**PROVIDED DATA:**
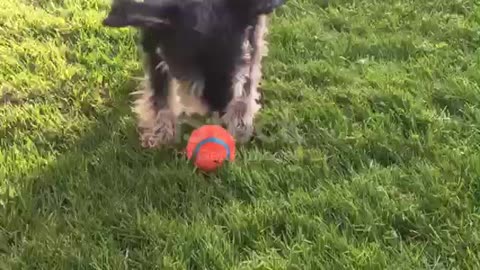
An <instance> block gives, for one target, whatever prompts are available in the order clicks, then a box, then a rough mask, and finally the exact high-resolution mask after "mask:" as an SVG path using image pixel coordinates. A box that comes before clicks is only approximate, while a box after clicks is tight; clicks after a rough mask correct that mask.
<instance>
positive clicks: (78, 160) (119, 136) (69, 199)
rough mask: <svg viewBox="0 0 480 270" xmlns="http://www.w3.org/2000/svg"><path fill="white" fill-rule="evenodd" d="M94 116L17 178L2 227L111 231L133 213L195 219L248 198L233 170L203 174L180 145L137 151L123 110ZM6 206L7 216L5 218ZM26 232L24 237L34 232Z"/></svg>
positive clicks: (6, 204)
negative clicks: (44, 162)
mask: <svg viewBox="0 0 480 270" xmlns="http://www.w3.org/2000/svg"><path fill="white" fill-rule="evenodd" d="M125 103H126V102H125V101H121V104H125ZM124 107H125V105H124ZM96 119H98V121H97V122H96V123H95V124H94V125H93V126H92V127H91V128H90V130H89V132H88V133H86V134H84V136H83V137H81V138H80V139H79V140H78V141H77V142H76V143H75V144H74V145H72V146H71V147H70V148H69V149H68V150H65V151H64V152H63V153H62V154H60V155H58V157H57V158H56V160H55V161H54V162H52V163H51V164H48V165H46V166H44V167H42V168H38V170H36V171H34V172H32V173H31V174H30V175H28V176H27V177H25V178H23V179H19V182H18V185H17V186H16V187H15V192H14V193H13V194H14V195H13V196H12V197H11V198H9V199H8V200H7V201H6V204H5V205H6V208H5V209H7V210H6V212H4V214H5V216H4V218H5V219H4V220H3V222H2V223H3V225H2V226H3V227H4V229H6V230H7V231H12V232H13V231H17V232H20V233H27V229H26V227H23V226H33V227H36V226H48V227H52V228H63V229H62V230H64V232H65V230H67V231H66V233H67V234H68V232H71V233H75V231H80V232H82V231H84V230H85V231H84V232H87V230H89V229H86V228H96V229H98V230H100V231H108V232H107V234H108V233H110V234H112V232H111V230H121V228H124V229H125V230H127V228H132V226H135V225H134V224H133V223H135V222H138V220H136V217H137V216H139V215H140V216H149V215H150V214H154V215H156V216H160V217H162V218H165V219H166V220H168V219H175V220H179V219H180V220H195V219H196V217H198V216H199V215H201V216H202V217H203V218H204V217H208V216H209V215H210V214H209V211H211V209H213V208H217V209H220V208H221V207H223V205H226V204H228V203H229V201H231V200H232V199H234V200H236V201H238V200H241V201H245V202H252V201H253V200H254V198H253V196H252V194H251V190H250V188H249V187H248V186H246V184H245V186H244V184H242V181H238V178H239V177H240V176H239V175H241V174H239V173H237V174H236V173H235V169H233V173H232V171H230V170H229V168H228V167H229V165H228V164H227V166H225V167H224V168H222V169H220V170H219V171H218V172H217V173H216V174H211V175H205V174H202V173H199V172H198V171H196V170H195V168H194V167H193V166H192V165H191V164H189V162H188V161H187V159H186V157H185V155H184V153H182V151H181V148H182V147H181V145H180V146H177V147H175V148H173V149H163V150H162V149H153V150H146V149H143V148H141V146H140V144H139V141H138V134H137V131H136V129H135V122H134V119H133V116H132V115H131V114H130V111H129V110H128V109H125V108H124V109H120V110H117V109H112V110H110V111H109V112H107V113H105V114H102V115H98V117H96ZM238 170H240V169H237V172H238ZM8 209H11V210H12V211H13V212H12V213H15V214H14V215H7V212H8ZM0 216H1V215H0ZM7 216H8V217H7ZM32 222H33V223H35V224H32ZM128 224H130V225H132V226H128ZM22 228H23V229H22ZM34 233H35V230H31V232H30V234H32V235H29V236H28V237H31V238H35V237H37V236H36V235H33V234H34ZM113 235H114V236H115V237H117V236H118V237H120V236H119V235H120V233H118V234H117V233H113ZM122 241H123V240H122ZM124 244H125V245H127V244H128V243H124Z"/></svg>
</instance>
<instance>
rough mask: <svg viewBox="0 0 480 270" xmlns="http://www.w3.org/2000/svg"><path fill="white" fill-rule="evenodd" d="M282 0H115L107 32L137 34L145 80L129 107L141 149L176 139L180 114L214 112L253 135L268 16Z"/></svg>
mask: <svg viewBox="0 0 480 270" xmlns="http://www.w3.org/2000/svg"><path fill="white" fill-rule="evenodd" d="M285 1H286V0H144V1H143V2H137V1H134V0H114V1H113V3H112V6H111V9H110V10H109V13H108V14H107V17H106V18H105V19H104V20H103V25H104V26H105V27H115V28H119V27H134V28H136V29H139V31H140V34H141V38H140V46H141V48H142V50H143V55H144V64H145V80H144V81H143V84H142V85H143V86H142V88H141V89H140V90H139V91H136V92H135V93H136V94H137V95H138V98H137V99H136V100H135V102H134V112H135V113H136V115H137V122H138V128H139V133H140V140H141V144H142V146H143V147H146V148H154V147H158V146H161V145H166V144H170V143H172V142H173V141H174V139H175V136H176V132H177V125H178V122H179V120H178V119H179V117H180V116H181V115H188V116H191V115H194V114H199V115H202V116H205V115H212V114H214V113H216V115H218V116H219V117H221V119H222V121H223V123H224V124H225V126H226V128H227V130H228V131H229V132H230V133H231V134H232V135H233V136H234V137H235V139H236V140H237V141H242V142H246V141H248V140H249V139H250V138H251V136H252V134H253V130H254V128H253V126H254V118H255V115H256V113H257V112H258V111H259V110H260V109H261V107H262V106H261V104H260V99H261V93H260V91H259V84H260V81H261V79H262V58H263V57H264V56H266V55H267V43H266V42H265V36H266V33H267V26H268V25H267V23H268V16H269V15H270V14H271V13H272V12H273V11H274V10H275V9H276V8H278V7H280V6H282V5H283V4H285Z"/></svg>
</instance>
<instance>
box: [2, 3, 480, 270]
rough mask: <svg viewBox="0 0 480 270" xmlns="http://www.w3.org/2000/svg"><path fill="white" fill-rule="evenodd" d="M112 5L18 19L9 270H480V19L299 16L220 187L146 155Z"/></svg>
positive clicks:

**YOUR ASSIGNMENT:** Please return every line of the records above that contains the word "positive".

**ANSWER SPACE:**
positive clicks: (78, 160) (119, 136) (69, 199)
positive clicks: (6, 204)
positive clicks:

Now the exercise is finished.